Give back exactly the lines that run from the line containing "of the smiling" through the end of the listing below. Leave out every other line.

Collected data entries ::
---*---
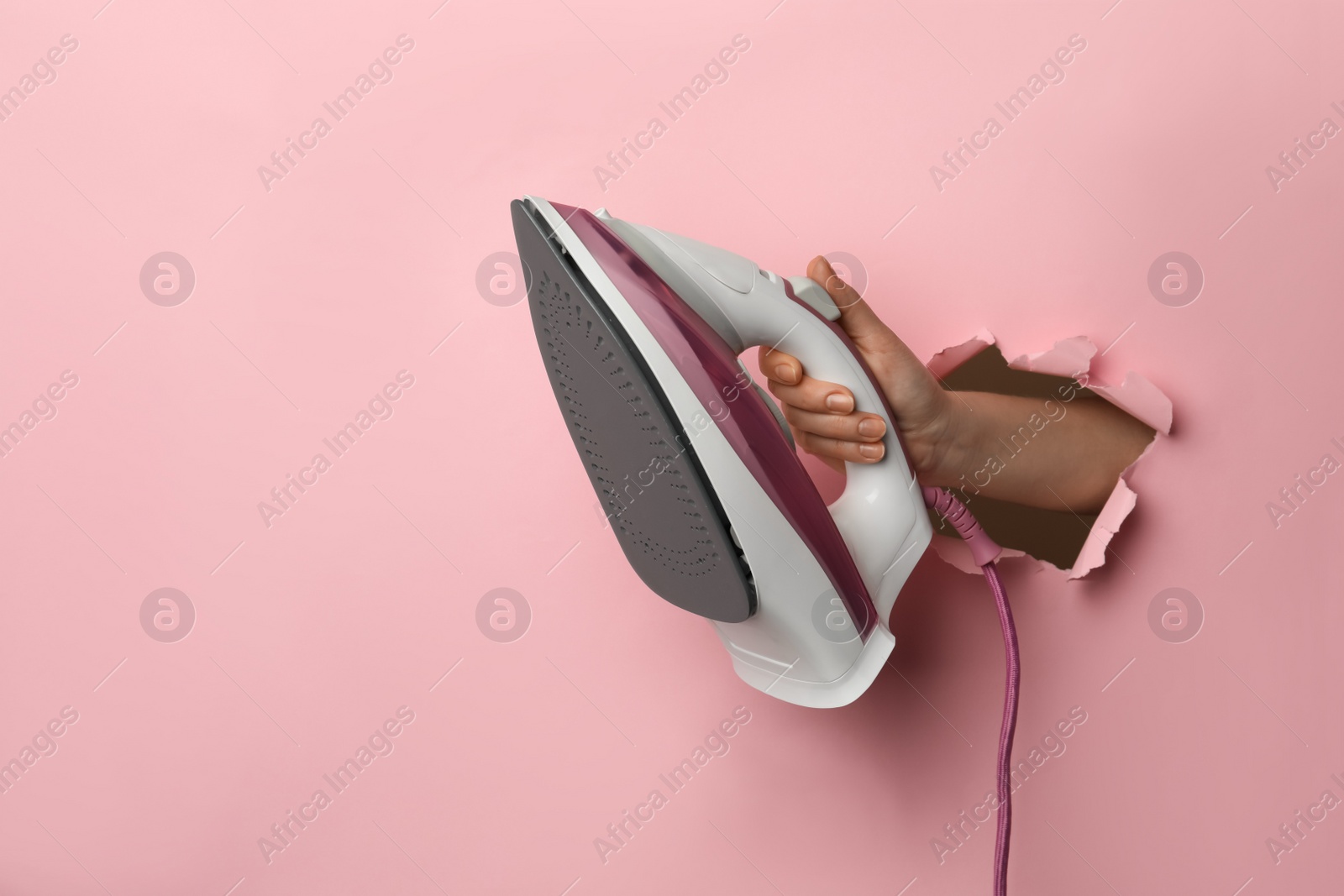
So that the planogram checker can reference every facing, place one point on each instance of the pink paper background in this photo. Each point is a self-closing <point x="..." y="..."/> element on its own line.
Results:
<point x="358" y="265"/>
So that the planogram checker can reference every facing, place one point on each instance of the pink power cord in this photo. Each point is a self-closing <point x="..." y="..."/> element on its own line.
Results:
<point x="984" y="553"/>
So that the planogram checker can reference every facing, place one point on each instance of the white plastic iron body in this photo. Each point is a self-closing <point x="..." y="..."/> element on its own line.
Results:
<point x="800" y="644"/>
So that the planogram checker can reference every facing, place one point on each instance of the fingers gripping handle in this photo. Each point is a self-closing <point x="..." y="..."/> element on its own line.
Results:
<point x="880" y="506"/>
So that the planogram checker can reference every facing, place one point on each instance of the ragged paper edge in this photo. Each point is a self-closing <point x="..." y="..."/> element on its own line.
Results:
<point x="1136" y="396"/>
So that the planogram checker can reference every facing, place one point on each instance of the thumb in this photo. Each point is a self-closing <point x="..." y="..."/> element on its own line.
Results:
<point x="858" y="320"/>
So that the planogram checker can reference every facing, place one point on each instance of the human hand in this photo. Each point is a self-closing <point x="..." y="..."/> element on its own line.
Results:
<point x="822" y="414"/>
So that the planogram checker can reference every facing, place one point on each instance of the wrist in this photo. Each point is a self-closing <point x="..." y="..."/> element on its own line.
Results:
<point x="951" y="443"/>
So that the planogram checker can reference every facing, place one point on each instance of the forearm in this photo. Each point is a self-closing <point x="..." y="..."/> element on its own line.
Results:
<point x="1043" y="453"/>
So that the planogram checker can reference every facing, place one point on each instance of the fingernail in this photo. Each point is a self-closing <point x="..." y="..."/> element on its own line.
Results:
<point x="873" y="427"/>
<point x="840" y="402"/>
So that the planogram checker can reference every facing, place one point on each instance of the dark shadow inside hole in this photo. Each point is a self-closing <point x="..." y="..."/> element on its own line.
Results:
<point x="1055" y="537"/>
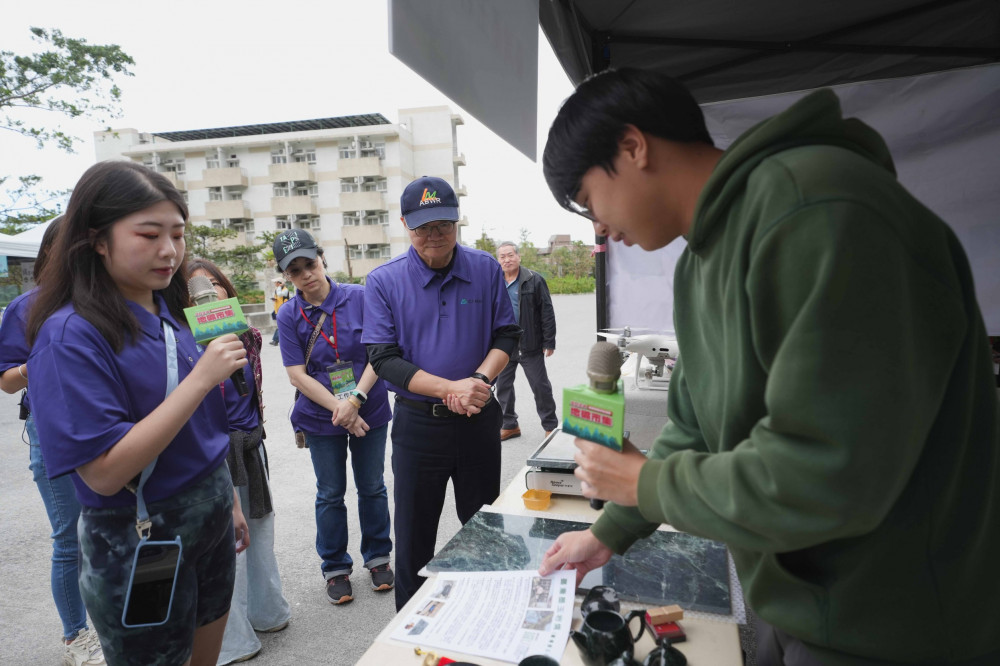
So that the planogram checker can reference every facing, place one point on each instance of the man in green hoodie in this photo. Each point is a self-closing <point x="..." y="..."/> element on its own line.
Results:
<point x="833" y="417"/>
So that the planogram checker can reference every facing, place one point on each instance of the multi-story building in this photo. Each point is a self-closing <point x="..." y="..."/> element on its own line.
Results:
<point x="340" y="178"/>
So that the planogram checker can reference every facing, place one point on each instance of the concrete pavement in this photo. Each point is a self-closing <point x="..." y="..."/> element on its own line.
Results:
<point x="319" y="633"/>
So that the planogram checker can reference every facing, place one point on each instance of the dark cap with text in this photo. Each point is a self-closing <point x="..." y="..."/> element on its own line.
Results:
<point x="290" y="245"/>
<point x="428" y="199"/>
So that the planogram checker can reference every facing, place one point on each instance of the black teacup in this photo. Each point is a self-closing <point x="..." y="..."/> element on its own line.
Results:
<point x="605" y="636"/>
<point x="600" y="597"/>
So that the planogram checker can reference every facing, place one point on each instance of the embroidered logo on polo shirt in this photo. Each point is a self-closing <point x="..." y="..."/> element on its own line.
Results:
<point x="429" y="197"/>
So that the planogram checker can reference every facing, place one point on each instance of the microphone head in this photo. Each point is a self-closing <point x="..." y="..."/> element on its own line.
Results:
<point x="201" y="290"/>
<point x="604" y="367"/>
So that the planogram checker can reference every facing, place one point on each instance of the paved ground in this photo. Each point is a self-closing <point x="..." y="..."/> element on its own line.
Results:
<point x="319" y="633"/>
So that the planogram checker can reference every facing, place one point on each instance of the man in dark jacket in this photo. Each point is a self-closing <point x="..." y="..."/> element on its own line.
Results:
<point x="533" y="310"/>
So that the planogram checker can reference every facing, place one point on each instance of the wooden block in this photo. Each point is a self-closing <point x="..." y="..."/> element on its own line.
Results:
<point x="665" y="614"/>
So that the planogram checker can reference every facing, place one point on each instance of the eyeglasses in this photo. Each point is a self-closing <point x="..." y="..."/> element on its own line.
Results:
<point x="443" y="228"/>
<point x="296" y="271"/>
<point x="571" y="205"/>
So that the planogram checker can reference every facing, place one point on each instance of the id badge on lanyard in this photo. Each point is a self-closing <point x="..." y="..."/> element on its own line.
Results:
<point x="341" y="378"/>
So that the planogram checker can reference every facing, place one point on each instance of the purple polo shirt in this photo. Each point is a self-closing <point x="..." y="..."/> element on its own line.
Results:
<point x="87" y="397"/>
<point x="347" y="302"/>
<point x="242" y="414"/>
<point x="444" y="325"/>
<point x="13" y="345"/>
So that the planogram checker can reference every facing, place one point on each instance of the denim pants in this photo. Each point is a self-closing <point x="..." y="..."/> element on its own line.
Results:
<point x="59" y="497"/>
<point x="329" y="456"/>
<point x="258" y="603"/>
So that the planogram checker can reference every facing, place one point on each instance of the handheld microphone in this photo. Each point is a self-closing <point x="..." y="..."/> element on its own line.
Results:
<point x="210" y="318"/>
<point x="596" y="411"/>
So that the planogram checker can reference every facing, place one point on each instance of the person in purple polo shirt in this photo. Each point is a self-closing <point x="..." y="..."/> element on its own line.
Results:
<point x="117" y="382"/>
<point x="343" y="405"/>
<point x="439" y="328"/>
<point x="82" y="647"/>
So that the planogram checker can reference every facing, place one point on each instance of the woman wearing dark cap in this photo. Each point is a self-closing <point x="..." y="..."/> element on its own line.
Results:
<point x="258" y="602"/>
<point x="343" y="406"/>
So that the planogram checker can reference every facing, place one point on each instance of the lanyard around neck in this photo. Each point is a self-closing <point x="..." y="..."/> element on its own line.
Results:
<point x="333" y="327"/>
<point x="142" y="523"/>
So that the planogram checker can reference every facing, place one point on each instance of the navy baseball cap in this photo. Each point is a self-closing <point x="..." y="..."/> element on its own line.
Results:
<point x="290" y="245"/>
<point x="428" y="199"/>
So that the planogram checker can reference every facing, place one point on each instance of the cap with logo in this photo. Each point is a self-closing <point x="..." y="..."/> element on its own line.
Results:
<point x="290" y="245"/>
<point x="428" y="199"/>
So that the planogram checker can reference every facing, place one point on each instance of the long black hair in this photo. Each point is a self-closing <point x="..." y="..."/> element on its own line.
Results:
<point x="75" y="273"/>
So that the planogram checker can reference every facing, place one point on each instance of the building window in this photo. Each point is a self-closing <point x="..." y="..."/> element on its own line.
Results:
<point x="371" y="148"/>
<point x="375" y="185"/>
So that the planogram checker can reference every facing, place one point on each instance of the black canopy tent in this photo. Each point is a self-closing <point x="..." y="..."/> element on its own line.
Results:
<point x="726" y="50"/>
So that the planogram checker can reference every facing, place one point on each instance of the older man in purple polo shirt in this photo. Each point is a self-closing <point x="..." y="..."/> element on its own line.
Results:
<point x="439" y="328"/>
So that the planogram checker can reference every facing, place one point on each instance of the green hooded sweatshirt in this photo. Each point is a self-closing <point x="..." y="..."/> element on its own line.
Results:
<point x="833" y="415"/>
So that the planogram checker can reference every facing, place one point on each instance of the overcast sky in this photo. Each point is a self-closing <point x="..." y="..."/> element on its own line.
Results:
<point x="219" y="62"/>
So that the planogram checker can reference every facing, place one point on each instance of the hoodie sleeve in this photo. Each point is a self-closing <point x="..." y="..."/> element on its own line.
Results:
<point x="858" y="334"/>
<point x="620" y="526"/>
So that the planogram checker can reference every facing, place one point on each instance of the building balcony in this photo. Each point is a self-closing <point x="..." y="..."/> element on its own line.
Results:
<point x="361" y="267"/>
<point x="353" y="167"/>
<point x="302" y="205"/>
<point x="219" y="210"/>
<point x="365" y="234"/>
<point x="293" y="171"/>
<point x="175" y="180"/>
<point x="362" y="201"/>
<point x="225" y="177"/>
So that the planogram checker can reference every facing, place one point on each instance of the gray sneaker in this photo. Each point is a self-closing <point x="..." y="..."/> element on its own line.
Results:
<point x="85" y="650"/>
<point x="382" y="578"/>
<point x="339" y="590"/>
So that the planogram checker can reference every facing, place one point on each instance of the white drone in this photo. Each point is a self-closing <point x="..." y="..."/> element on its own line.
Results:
<point x="655" y="348"/>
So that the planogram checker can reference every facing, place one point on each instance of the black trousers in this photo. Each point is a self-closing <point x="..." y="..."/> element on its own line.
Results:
<point x="427" y="451"/>
<point x="538" y="380"/>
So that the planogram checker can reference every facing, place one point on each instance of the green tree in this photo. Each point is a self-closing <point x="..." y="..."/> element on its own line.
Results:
<point x="486" y="244"/>
<point x="68" y="78"/>
<point x="207" y="242"/>
<point x="530" y="258"/>
<point x="27" y="203"/>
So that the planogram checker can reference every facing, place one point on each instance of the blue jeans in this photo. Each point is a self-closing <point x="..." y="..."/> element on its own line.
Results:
<point x="329" y="456"/>
<point x="63" y="509"/>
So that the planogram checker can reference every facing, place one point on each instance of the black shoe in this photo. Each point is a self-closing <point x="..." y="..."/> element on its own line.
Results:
<point x="339" y="590"/>
<point x="382" y="578"/>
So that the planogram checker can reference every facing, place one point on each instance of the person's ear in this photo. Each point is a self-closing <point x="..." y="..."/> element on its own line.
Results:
<point x="100" y="246"/>
<point x="634" y="146"/>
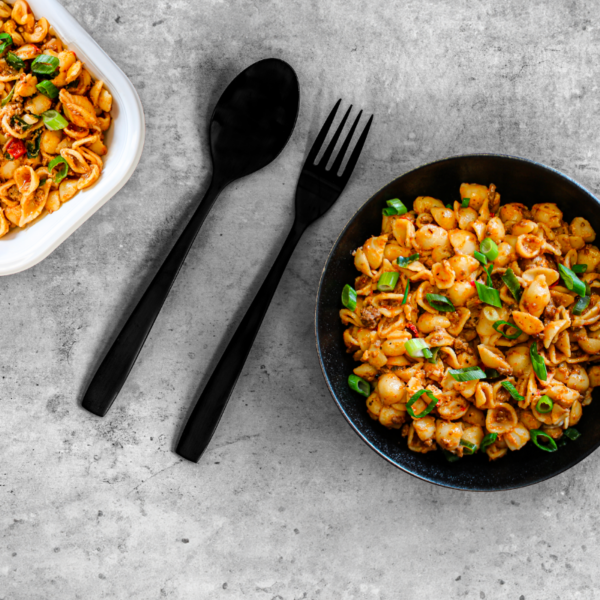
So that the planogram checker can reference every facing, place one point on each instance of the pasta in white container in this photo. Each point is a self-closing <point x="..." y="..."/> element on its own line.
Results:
<point x="23" y="248"/>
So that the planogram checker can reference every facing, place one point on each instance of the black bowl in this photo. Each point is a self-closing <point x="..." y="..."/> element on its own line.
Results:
<point x="517" y="180"/>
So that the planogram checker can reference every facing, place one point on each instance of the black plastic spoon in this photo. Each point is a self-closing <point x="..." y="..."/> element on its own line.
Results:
<point x="251" y="124"/>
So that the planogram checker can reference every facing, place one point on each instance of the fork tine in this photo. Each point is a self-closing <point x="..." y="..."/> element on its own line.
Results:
<point x="340" y="157"/>
<point x="356" y="152"/>
<point x="336" y="136"/>
<point x="312" y="155"/>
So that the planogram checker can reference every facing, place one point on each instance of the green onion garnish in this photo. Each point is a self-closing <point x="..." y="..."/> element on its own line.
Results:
<point x="512" y="283"/>
<point x="489" y="248"/>
<point x="488" y="440"/>
<point x="404" y="261"/>
<point x="488" y="295"/>
<point x="544" y="405"/>
<point x="539" y="366"/>
<point x="429" y="408"/>
<point x="513" y="336"/>
<point x="450" y="457"/>
<point x="387" y="282"/>
<point x="467" y="374"/>
<point x="398" y="205"/>
<point x="8" y="98"/>
<point x="48" y="89"/>
<point x="14" y="61"/>
<point x="45" y="64"/>
<point x="583" y="301"/>
<point x="512" y="390"/>
<point x="434" y="353"/>
<point x="537" y="437"/>
<point x="572" y="282"/>
<point x="349" y="297"/>
<point x="414" y="348"/>
<point x="469" y="448"/>
<point x="488" y="271"/>
<point x="572" y="433"/>
<point x="404" y="300"/>
<point x="62" y="172"/>
<point x="440" y="302"/>
<point x="480" y="257"/>
<point x="53" y="120"/>
<point x="6" y="41"/>
<point x="358" y="384"/>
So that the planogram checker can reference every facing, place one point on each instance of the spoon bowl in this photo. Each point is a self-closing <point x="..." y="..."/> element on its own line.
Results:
<point x="251" y="124"/>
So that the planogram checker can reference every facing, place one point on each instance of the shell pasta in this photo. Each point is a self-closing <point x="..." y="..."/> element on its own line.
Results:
<point x="53" y="117"/>
<point x="476" y="324"/>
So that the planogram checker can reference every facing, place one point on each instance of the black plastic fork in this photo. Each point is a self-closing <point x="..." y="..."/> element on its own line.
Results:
<point x="318" y="188"/>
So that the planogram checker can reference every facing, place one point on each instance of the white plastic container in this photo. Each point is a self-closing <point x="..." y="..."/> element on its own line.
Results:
<point x="23" y="248"/>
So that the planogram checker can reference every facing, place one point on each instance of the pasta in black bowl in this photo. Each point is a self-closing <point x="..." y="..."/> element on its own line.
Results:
<point x="521" y="182"/>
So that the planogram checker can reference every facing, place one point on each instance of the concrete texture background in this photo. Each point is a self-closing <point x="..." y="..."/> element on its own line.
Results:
<point x="287" y="503"/>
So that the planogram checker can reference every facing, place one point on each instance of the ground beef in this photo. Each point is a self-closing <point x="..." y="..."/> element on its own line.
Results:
<point x="370" y="316"/>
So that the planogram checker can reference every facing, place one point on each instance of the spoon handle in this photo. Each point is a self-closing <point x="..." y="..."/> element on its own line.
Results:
<point x="119" y="360"/>
<point x="210" y="405"/>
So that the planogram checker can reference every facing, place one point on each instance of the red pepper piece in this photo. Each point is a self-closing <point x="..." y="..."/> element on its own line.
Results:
<point x="16" y="148"/>
<point x="413" y="329"/>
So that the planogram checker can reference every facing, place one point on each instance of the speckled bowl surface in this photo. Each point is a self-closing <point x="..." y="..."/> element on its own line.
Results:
<point x="517" y="180"/>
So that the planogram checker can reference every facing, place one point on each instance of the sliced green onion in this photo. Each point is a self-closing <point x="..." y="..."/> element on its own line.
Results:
<point x="405" y="299"/>
<point x="358" y="384"/>
<point x="450" y="457"/>
<point x="480" y="257"/>
<point x="539" y="366"/>
<point x="572" y="282"/>
<point x="45" y="64"/>
<point x="469" y="448"/>
<point x="513" y="336"/>
<point x="488" y="440"/>
<point x="14" y="61"/>
<point x="62" y="172"/>
<point x="572" y="433"/>
<point x="434" y="352"/>
<point x="6" y="41"/>
<point x="512" y="390"/>
<point x="583" y="301"/>
<point x="467" y="374"/>
<point x="512" y="283"/>
<point x="544" y="405"/>
<point x="414" y="348"/>
<point x="54" y="121"/>
<point x="404" y="261"/>
<point x="398" y="205"/>
<point x="8" y="98"/>
<point x="388" y="280"/>
<point x="488" y="295"/>
<point x="48" y="89"/>
<point x="349" y="297"/>
<point x="537" y="437"/>
<point x="440" y="302"/>
<point x="427" y="410"/>
<point x="489" y="248"/>
<point x="488" y="271"/>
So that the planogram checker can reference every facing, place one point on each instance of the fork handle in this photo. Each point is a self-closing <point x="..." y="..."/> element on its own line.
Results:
<point x="118" y="362"/>
<point x="210" y="405"/>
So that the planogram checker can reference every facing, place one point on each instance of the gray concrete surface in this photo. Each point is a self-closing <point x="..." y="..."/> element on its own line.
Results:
<point x="287" y="503"/>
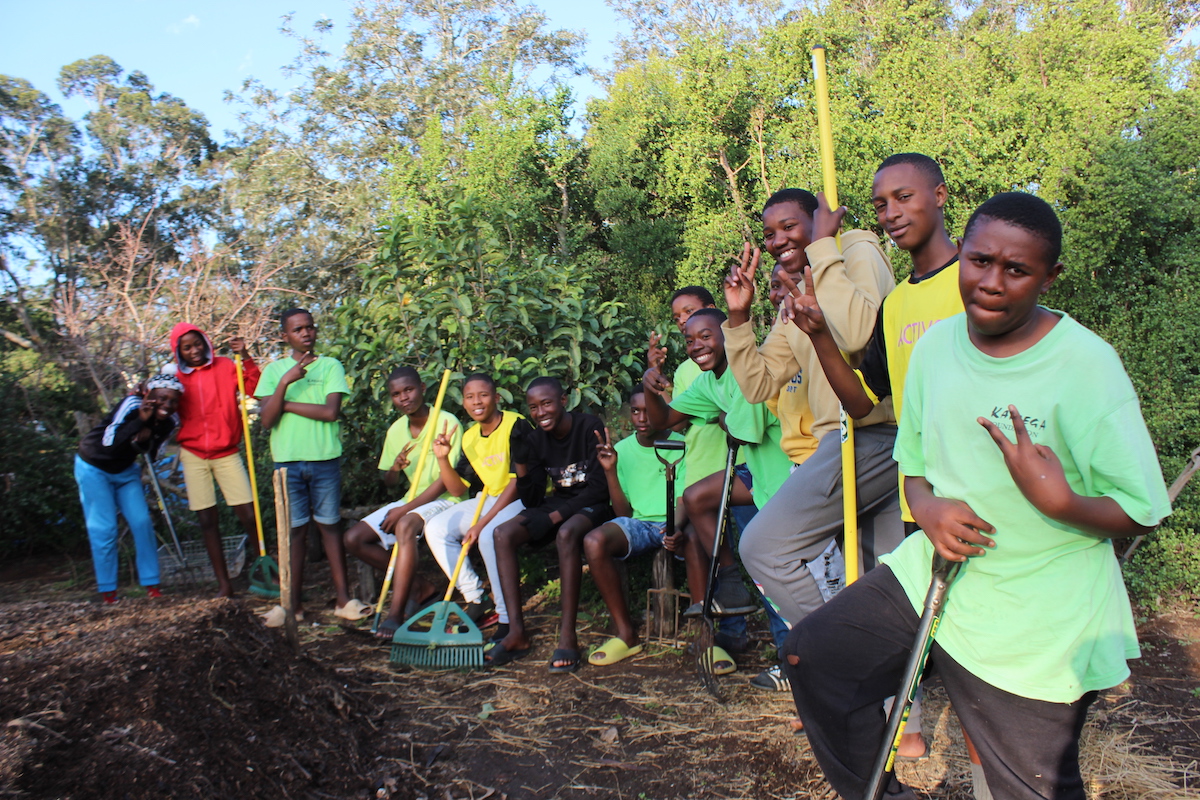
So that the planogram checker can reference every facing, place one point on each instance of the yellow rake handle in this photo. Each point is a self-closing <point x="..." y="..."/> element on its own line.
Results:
<point x="829" y="179"/>
<point x="412" y="489"/>
<point x="250" y="452"/>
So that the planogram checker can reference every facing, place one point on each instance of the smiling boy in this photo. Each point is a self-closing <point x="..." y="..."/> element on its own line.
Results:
<point x="1038" y="620"/>
<point x="300" y="398"/>
<point x="562" y="447"/>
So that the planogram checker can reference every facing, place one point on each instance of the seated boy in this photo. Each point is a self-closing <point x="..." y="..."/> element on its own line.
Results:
<point x="637" y="487"/>
<point x="1037" y="620"/>
<point x="487" y="449"/>
<point x="400" y="523"/>
<point x="210" y="434"/>
<point x="562" y="446"/>
<point x="715" y="395"/>
<point x="301" y="398"/>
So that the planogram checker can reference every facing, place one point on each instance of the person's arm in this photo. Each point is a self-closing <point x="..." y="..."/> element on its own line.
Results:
<point x="954" y="529"/>
<point x="274" y="404"/>
<point x="443" y="449"/>
<point x="851" y="284"/>
<point x="804" y="310"/>
<point x="1041" y="477"/>
<point x="607" y="457"/>
<point x="324" y="411"/>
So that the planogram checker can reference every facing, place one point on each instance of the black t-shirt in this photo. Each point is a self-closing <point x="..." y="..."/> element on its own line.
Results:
---*---
Solution for this exercise ::
So that the planogram checker can reference every facing, place one point on each instance of the smiling boy in this photo. Each point is a self-closing <point x="..." y="..."/> element on its own line.
Results:
<point x="1038" y="620"/>
<point x="300" y="398"/>
<point x="562" y="447"/>
So that the planogram checker can reference every facing, place one point on each instance of the seated boy in this photo. Each point is a self-closing <point x="..." y="..."/> element on its own line.
Results:
<point x="637" y="487"/>
<point x="1037" y="620"/>
<point x="487" y="449"/>
<point x="400" y="523"/>
<point x="210" y="434"/>
<point x="562" y="446"/>
<point x="715" y="395"/>
<point x="301" y="398"/>
So that the planogram checker can reference every facing, place one point on each instance of the person's arm in this photo. Each point is a self-closing <point x="..." y="..."/> element on its own line.
Results:
<point x="954" y="529"/>
<point x="274" y="404"/>
<point x="443" y="449"/>
<point x="851" y="284"/>
<point x="804" y="310"/>
<point x="1041" y="477"/>
<point x="607" y="457"/>
<point x="324" y="411"/>
So that the planogram checker can reference every facing, place one point on each instance of the black t-shirt in this photo. Each point is a self-closing <point x="..." y="..."/> element on its own line.
Results:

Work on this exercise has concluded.